=== Data provided ===

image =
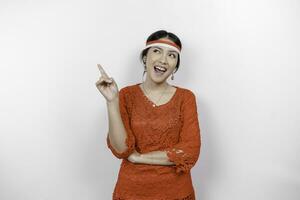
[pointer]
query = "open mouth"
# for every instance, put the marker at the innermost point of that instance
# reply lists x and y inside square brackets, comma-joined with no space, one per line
[159,69]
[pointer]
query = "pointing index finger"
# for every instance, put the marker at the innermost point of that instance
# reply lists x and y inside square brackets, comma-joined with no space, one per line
[102,70]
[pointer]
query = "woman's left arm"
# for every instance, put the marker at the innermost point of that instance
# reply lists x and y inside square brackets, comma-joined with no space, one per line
[186,152]
[153,158]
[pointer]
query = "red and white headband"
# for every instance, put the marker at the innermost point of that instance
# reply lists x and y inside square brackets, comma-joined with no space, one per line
[162,43]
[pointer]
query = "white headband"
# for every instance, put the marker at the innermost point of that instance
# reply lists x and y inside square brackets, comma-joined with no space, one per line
[162,43]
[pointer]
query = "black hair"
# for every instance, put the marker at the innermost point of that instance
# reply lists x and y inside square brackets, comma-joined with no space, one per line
[162,34]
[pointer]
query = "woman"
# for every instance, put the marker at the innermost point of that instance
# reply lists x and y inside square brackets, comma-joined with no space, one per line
[153,127]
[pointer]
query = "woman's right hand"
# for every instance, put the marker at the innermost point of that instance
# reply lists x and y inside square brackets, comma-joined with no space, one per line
[107,86]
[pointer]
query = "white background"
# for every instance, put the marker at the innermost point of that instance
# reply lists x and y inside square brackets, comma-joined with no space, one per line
[240,57]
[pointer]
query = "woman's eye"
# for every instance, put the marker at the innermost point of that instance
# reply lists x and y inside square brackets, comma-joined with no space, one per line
[174,56]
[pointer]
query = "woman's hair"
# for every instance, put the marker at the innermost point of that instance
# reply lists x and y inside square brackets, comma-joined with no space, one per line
[162,34]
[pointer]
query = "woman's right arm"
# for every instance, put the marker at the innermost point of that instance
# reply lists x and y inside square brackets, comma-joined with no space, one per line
[119,138]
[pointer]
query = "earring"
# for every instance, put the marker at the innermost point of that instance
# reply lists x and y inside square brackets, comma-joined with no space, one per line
[143,75]
[172,77]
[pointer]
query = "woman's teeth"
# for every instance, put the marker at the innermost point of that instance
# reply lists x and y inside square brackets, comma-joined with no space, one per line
[159,69]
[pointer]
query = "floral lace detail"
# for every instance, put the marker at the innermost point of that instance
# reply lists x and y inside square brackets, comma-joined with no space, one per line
[172,127]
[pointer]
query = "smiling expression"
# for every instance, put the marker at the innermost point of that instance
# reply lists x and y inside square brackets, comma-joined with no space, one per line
[161,62]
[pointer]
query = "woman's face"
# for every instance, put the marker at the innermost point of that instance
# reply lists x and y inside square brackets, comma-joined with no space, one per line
[163,57]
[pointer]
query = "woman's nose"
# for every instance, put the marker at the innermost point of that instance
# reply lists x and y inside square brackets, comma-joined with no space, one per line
[163,59]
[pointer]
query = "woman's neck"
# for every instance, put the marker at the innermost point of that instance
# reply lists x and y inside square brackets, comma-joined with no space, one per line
[155,87]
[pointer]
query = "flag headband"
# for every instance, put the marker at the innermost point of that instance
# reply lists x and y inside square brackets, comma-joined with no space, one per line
[162,43]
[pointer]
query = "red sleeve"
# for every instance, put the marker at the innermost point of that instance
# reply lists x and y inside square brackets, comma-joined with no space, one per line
[186,152]
[130,140]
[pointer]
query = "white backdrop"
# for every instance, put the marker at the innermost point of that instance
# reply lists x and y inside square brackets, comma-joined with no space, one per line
[241,58]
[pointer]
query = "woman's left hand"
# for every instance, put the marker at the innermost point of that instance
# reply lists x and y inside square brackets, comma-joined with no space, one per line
[134,157]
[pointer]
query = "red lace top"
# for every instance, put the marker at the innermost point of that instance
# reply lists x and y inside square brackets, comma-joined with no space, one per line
[168,127]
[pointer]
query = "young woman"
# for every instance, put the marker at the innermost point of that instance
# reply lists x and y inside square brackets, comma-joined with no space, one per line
[153,127]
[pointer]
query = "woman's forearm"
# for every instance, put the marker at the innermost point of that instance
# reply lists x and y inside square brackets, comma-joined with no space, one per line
[154,158]
[117,132]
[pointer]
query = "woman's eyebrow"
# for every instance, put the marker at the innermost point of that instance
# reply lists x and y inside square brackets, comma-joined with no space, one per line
[162,49]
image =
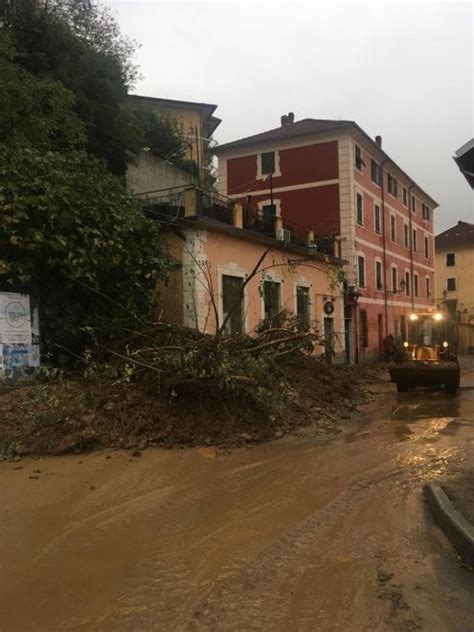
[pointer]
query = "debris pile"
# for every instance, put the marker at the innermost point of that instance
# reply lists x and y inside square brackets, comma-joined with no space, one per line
[177,388]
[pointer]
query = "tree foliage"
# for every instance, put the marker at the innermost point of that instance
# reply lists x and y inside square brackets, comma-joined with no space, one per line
[162,135]
[37,111]
[71,235]
[79,45]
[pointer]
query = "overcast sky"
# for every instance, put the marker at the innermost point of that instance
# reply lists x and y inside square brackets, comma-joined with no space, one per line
[404,71]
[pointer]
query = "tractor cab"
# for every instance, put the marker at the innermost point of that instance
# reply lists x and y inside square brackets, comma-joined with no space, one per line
[429,354]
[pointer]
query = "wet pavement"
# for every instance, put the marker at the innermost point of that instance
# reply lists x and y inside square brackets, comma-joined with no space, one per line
[297,534]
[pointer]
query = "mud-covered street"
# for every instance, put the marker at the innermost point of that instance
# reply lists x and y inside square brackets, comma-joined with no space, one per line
[297,534]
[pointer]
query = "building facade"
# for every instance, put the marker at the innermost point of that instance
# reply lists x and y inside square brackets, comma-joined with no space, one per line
[455,279]
[197,123]
[216,259]
[331,177]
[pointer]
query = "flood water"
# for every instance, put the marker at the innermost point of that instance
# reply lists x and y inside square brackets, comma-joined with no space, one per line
[297,534]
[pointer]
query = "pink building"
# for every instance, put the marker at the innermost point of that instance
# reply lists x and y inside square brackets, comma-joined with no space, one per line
[214,263]
[331,177]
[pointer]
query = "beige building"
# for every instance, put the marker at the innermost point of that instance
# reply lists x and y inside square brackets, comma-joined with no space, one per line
[197,122]
[455,278]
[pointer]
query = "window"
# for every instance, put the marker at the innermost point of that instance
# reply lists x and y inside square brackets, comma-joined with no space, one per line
[392,185]
[231,293]
[267,162]
[376,172]
[407,283]
[302,305]
[360,209]
[393,228]
[364,329]
[451,259]
[378,275]
[403,327]
[361,270]
[358,158]
[377,220]
[269,213]
[405,197]
[394,280]
[271,298]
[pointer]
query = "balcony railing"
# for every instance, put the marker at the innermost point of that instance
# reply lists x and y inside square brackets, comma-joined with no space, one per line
[169,205]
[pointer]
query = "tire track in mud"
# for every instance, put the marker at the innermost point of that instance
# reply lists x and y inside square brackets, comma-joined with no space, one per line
[165,591]
[162,595]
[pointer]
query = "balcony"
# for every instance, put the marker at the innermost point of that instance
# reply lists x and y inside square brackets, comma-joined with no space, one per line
[176,204]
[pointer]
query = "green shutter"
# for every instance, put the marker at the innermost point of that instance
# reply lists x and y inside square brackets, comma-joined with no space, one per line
[268,162]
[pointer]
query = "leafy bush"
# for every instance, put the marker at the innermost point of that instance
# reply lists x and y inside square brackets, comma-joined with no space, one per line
[72,236]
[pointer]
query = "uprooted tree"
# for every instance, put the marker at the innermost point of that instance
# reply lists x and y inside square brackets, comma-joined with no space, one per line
[185,363]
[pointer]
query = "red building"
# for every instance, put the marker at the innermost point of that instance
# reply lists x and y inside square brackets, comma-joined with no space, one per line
[331,177]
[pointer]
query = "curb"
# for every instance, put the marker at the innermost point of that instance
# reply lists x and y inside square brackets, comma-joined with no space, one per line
[458,530]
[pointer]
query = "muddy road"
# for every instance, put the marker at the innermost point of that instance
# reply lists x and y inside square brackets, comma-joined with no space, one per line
[299,534]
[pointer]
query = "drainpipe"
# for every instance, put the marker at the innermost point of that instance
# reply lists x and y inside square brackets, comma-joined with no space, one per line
[384,255]
[410,241]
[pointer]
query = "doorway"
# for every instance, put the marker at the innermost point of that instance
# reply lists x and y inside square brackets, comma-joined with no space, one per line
[380,331]
[328,339]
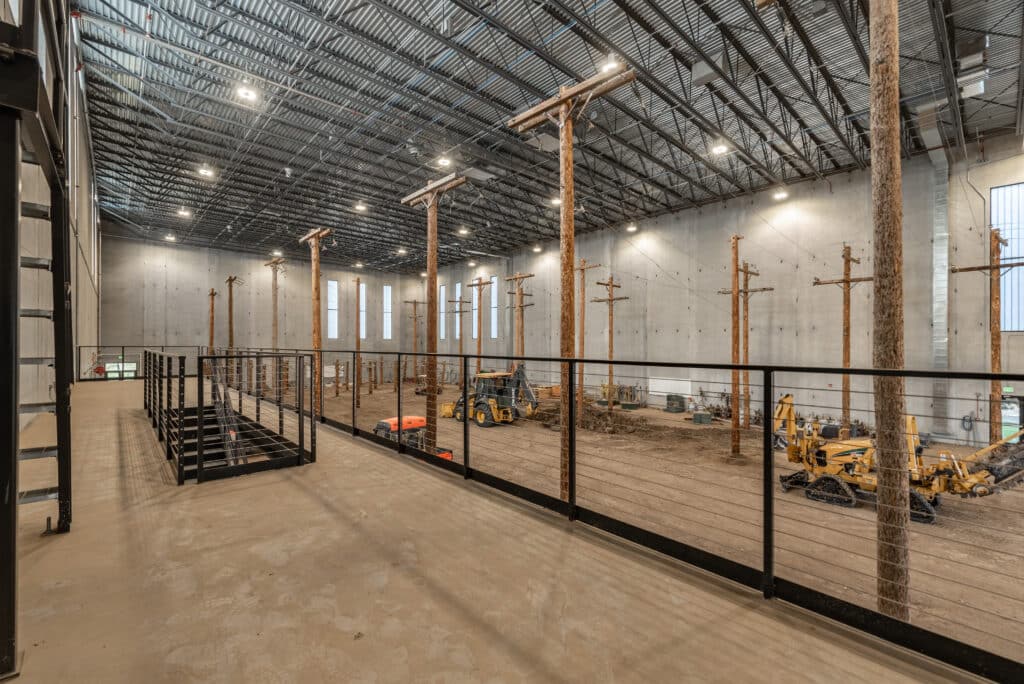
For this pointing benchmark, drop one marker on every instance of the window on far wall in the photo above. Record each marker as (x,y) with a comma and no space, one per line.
(363,310)
(332,309)
(494,307)
(1008,218)
(442,295)
(458,316)
(387,311)
(476,307)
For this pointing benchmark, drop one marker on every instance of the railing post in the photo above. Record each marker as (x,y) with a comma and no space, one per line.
(281,396)
(259,385)
(467,471)
(571,444)
(158,419)
(181,420)
(167,409)
(400,447)
(312,431)
(200,411)
(355,389)
(768,477)
(300,377)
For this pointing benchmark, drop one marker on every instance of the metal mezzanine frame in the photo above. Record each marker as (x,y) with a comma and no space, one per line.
(33,115)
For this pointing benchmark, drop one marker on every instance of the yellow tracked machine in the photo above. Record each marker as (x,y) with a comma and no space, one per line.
(838,471)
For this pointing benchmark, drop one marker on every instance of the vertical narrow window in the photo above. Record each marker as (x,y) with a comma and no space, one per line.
(387,311)
(332,309)
(458,316)
(476,307)
(1008,214)
(494,307)
(442,295)
(363,310)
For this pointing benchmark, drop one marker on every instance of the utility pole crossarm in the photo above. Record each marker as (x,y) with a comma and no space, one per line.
(589,89)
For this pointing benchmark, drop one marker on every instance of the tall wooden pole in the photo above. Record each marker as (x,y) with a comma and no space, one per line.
(209,349)
(748,270)
(610,300)
(582,336)
(847,283)
(569,101)
(479,284)
(460,302)
(213,294)
(313,238)
(890,404)
(357,381)
(994,269)
(274,265)
(430,196)
(519,306)
(415,316)
(734,442)
(995,337)
(230,312)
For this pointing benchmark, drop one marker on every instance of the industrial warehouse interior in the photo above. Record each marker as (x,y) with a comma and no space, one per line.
(512,340)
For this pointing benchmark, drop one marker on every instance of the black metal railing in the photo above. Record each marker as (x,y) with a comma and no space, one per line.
(226,422)
(660,467)
(125,361)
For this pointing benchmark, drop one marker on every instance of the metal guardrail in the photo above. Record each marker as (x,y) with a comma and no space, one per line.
(966,609)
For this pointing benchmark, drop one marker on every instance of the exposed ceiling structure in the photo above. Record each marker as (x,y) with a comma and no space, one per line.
(244,123)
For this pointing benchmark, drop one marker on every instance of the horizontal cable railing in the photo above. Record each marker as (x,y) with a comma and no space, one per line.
(783,498)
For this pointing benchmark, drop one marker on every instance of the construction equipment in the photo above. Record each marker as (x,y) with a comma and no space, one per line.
(414,432)
(497,397)
(838,471)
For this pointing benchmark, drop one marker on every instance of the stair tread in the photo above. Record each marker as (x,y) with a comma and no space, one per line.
(36,360)
(37,262)
(32,453)
(35,210)
(36,313)
(37,408)
(34,496)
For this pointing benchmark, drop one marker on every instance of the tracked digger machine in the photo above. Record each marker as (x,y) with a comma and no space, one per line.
(841,471)
(497,397)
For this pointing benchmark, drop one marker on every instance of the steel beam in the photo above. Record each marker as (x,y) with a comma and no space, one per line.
(10,214)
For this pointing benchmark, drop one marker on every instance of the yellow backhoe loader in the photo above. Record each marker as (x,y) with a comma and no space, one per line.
(837,471)
(497,397)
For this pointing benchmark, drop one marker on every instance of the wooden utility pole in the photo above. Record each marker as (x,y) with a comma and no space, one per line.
(734,293)
(313,238)
(740,331)
(462,332)
(415,315)
(430,196)
(610,299)
(274,265)
(479,284)
(890,405)
(230,312)
(209,349)
(520,336)
(562,109)
(582,336)
(994,270)
(847,283)
(357,365)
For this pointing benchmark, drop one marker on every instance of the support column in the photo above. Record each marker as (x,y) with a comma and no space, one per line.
(313,239)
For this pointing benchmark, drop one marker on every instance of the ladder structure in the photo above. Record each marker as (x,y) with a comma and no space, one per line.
(33,131)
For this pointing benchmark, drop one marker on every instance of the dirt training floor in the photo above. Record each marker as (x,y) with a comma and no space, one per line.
(675,478)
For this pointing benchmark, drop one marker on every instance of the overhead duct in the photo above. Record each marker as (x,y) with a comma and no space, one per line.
(928,123)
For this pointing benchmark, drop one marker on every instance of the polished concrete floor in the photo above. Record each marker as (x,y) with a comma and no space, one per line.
(369,567)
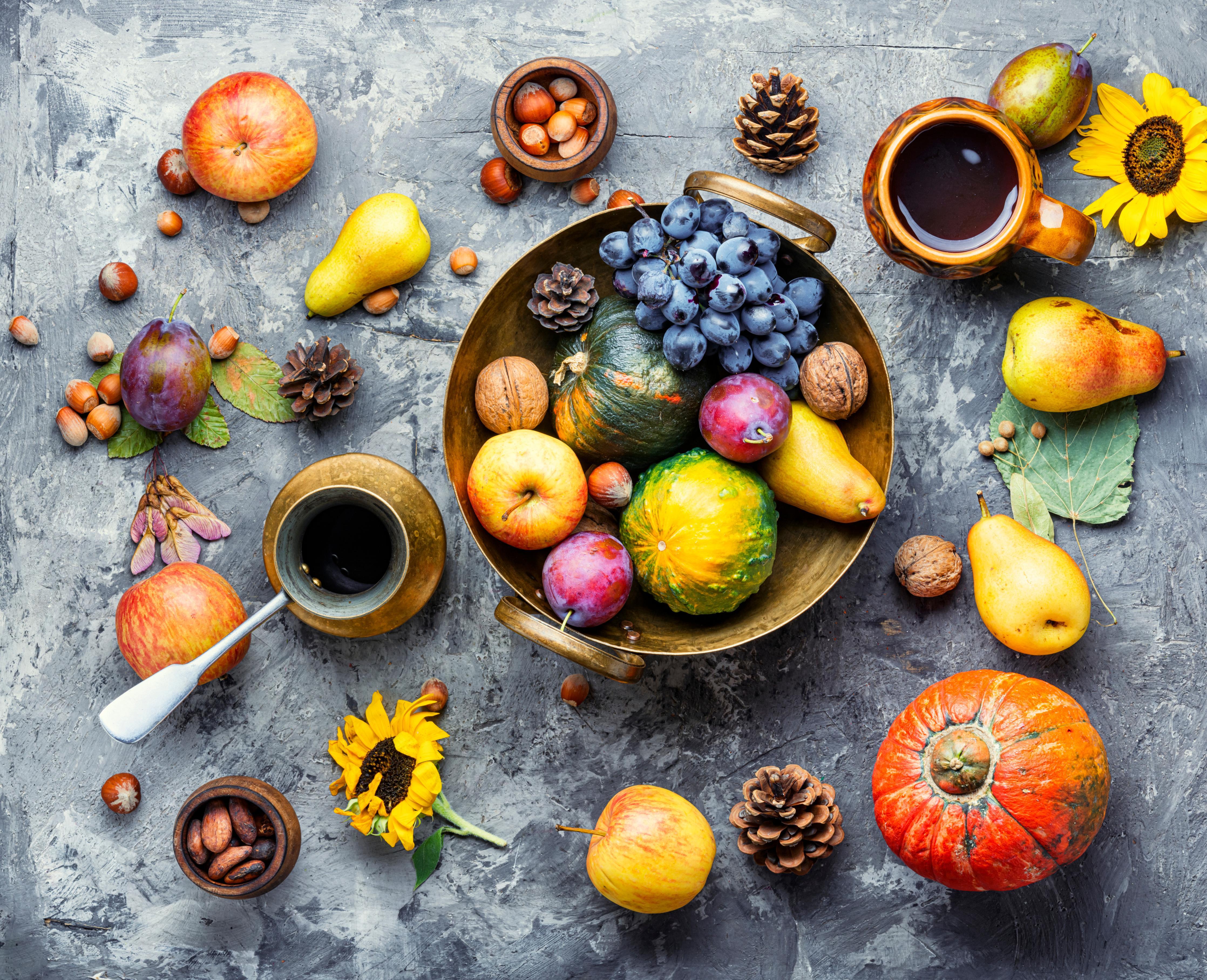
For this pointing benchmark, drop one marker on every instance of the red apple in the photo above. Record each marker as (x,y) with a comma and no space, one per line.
(528,489)
(177,615)
(249,137)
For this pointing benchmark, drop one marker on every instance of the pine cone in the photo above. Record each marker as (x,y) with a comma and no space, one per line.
(787,819)
(564,300)
(777,131)
(323,381)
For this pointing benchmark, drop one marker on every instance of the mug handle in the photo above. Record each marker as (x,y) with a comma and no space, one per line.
(620,667)
(1058,231)
(821,232)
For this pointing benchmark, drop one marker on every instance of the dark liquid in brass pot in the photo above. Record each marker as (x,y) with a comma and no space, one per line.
(954,186)
(347,548)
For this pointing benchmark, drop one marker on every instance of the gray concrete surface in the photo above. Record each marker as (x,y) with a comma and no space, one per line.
(91,93)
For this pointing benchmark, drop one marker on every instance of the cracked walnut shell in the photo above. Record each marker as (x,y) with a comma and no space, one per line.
(835,381)
(927,567)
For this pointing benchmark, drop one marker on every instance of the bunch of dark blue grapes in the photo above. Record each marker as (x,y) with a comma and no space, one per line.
(705,276)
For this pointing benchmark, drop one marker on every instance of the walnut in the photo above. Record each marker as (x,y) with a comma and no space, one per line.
(927,565)
(835,381)
(511,394)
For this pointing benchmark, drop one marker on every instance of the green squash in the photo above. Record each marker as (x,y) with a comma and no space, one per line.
(700,532)
(615,395)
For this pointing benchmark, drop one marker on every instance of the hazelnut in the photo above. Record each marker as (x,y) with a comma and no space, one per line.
(101,348)
(563,89)
(254,212)
(169,224)
(23,331)
(625,198)
(382,301)
(173,171)
(121,792)
(434,687)
(584,111)
(835,381)
(533,103)
(118,282)
(574,145)
(927,565)
(72,427)
(463,261)
(535,141)
(575,690)
(104,420)
(511,394)
(223,343)
(585,191)
(500,182)
(110,389)
(83,396)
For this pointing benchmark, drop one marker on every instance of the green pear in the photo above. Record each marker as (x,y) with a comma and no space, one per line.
(1064,355)
(1030,594)
(382,243)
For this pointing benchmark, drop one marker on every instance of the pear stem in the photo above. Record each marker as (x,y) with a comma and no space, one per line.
(581,831)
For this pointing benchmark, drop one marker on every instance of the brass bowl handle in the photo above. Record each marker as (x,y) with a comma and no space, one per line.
(821,232)
(620,667)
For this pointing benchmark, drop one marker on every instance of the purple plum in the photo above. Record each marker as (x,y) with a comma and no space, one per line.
(166,375)
(587,579)
(745,417)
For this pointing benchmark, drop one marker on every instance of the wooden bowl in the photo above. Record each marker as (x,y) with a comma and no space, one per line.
(506,128)
(812,554)
(273,804)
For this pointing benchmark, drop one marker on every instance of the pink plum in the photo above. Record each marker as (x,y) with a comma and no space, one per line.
(588,576)
(745,417)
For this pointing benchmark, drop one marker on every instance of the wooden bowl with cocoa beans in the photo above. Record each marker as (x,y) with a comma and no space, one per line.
(237,838)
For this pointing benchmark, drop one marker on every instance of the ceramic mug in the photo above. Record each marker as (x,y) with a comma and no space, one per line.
(1039,223)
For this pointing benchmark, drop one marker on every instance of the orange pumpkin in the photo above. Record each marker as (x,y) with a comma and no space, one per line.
(990,781)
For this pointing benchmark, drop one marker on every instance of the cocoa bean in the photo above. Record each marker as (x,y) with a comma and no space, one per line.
(242,820)
(216,827)
(223,865)
(194,843)
(246,872)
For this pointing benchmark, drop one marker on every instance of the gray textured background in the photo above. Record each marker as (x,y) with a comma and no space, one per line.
(91,93)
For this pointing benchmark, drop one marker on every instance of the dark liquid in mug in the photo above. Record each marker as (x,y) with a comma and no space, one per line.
(955,186)
(347,548)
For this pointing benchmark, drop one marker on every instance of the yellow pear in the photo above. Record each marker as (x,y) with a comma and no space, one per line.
(1030,593)
(382,243)
(1064,355)
(816,472)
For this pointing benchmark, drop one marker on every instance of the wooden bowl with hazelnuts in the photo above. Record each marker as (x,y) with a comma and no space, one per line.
(553,120)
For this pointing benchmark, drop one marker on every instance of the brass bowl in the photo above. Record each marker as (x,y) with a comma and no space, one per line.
(813,553)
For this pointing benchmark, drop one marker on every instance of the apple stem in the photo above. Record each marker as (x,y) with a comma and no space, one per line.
(177,303)
(581,831)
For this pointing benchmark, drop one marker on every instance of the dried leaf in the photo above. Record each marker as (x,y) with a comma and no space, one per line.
(1029,507)
(249,379)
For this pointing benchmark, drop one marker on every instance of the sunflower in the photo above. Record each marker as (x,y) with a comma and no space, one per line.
(390,775)
(1155,152)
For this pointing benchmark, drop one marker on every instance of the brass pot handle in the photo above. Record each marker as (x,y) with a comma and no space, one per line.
(620,667)
(821,232)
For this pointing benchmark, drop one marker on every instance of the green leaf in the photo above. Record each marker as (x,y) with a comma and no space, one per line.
(428,855)
(209,428)
(1029,507)
(1083,466)
(132,440)
(248,379)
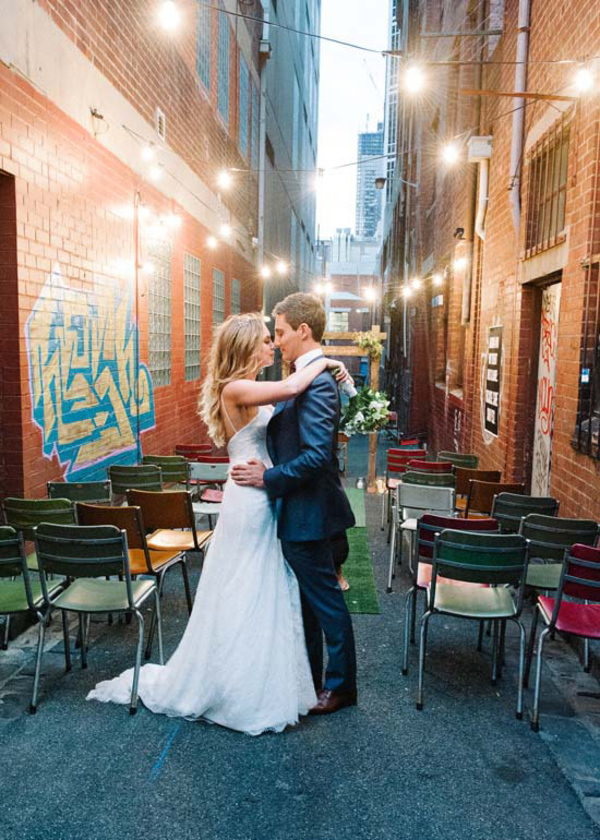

===

* Exercise objective
Rescale the records starting at the line that contains "the brass pot" and ending at the end of the records, both ends included, by writing out every line, requests included, with each coordinate in the answers multiplied by 0.65 and rounded to a whole number, halves up. Omit the pictures from your answer.

* Task response
For this pointing benchmark, drop one marker on every instance of the brass pot handle in the photo above. Record each marker as (x,y) with a comma and no space, one per line.
(403,434)
(534,151)
For this pointing benchmark, drop one marker on every instance of the green leaf in the photo above. Record each marker as (x,y) with a comma and no space, one per line.
(278,556)
(136,278)
(669,330)
(704,303)
(86,286)
(161,246)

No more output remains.